Passage provided —
========

There also is evidence to indicate that treatment with glucosamine can delay the need for joint replacement. In a study of 275 patients who were monitored for 8 years after at least 12 months of treatment with glucosamine or placebo, total knee replacement had been performed in 14.9% of 131 patients treated with placebo versus 6.3% of 144 patients who received glucosamine.24

In our experience, despite the conflicting data, glucosamine and chondroitin have played a significant role in the management of patients with knee OA. These agents have minimal adverse effects and, in some patients, can provide substantial benefit. Patients with knee OA and those with diabetes mellitus should consult their primary care physician before using glucosamine and chondroitin sulfate, and they should routinely check their fasting blood glucose level before and while they use these agents.

========

Input data —
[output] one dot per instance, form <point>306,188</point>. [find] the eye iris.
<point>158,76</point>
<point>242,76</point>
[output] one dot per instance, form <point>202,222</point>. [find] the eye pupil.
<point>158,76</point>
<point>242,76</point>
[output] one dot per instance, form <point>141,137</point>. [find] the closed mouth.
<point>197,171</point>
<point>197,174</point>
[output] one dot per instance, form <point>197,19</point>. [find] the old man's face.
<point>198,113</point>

========

Tasks —
• a. Answer each question from the glucosamine passage, one line per answer, marked (i), (ii), (iii).
(i) How many patients took part in the study, and for how many years were they monitored?
(ii) What share of the patients who got glucosamine had total knee replacement?
(iii) What should patients check before and while they use these agents?
• b. Decide whether each statement agrees with the glucosamine passage. Answer yes or no, and quote the words that settle it.
(i) Patients in the study got at least 12 months of treatment before the 8 years of monitoring.
(ii) Glucosamine and chondroitin have serious adverse effects.
(iii) Patients with diabetes mellitus should talk to their primary care physician before using these agents.
• c. Write what comes next in the glucosamine passage, picking up after its last sentence.

Responses to the tasks —
• a.
(i) 275 patients, monitored for 8 years.
(ii) 6.3% of 144 patients.
(iii) Their fasting blood glucose level.

• b.
(i) Yes: "monitored for 8 years after at least 12 months of treatment with glucosamine or placebo"
(ii) No: "These agents have minimal adverse effects"
(iii) Yes: "Patients with knee OA and those with diabetes mellitus should consult their primary care physician before using glucosamine and chondroitin sulfate"

• c.
Adding Omega-3 Polyunsaturated Fatty Acids

The benefit of adding the omega-3 polyunsaturated fatty acids eicosapentaenoic acid and docosahexaenoic acid to glucosamine sulfate (1500 mg/d) was evaluated in a 26-week study of 177 patients with moderate to severe hip or knee OA.25 When a minimal reduction of 20% or greater on the WOMAC pain scale was used as the criterion for a response, there was no difference between results for glucosamine plus omega-3 fatty acids and glucosamine alone (92% vs 94%, respectively, for response). When a criterion of pain reduction of 80% or greater was used, the respective values were 44% and 32%. This study did not include evaluation of markers potentially associated with OA progression.

In our experience, adding 2000 mg/d of omega-3 fatty acids to other treatments provides added pain relief and reductions in joint stiffness. It also may slow blood clotting; therefore, patients should consult their primary care physician before adding omega-3 fatty acids to their treatment regimens.

Curcumin With Soy Phosphatidylcholine

A proprietary complex of curcumin with soy phosphatidylcholine has been shown to be effective for the treatment of OA. In a 3-month study of 50 patients, this treatment decreased the global WOMAC score by 58%, increased walking distance in a treadmill test from 76 m to 332 m, and decreased CRP levels from 168 to 11.3 mg/L in the subpopulation of patients with a high CRP level at baseline.26

Although the effects of curcumin on markers potentially associated with disease progression have not been evaluated in clinical trials, a combination of curcumin and resveratrol has been shown to suppress NF-κB–regulated gene products involved in inflammation, including matrix metalloproteinase (MMP)-3, MMP-9, and vascular endothelial growth factor.27 It also inhibited apoptosis of chondrocytes.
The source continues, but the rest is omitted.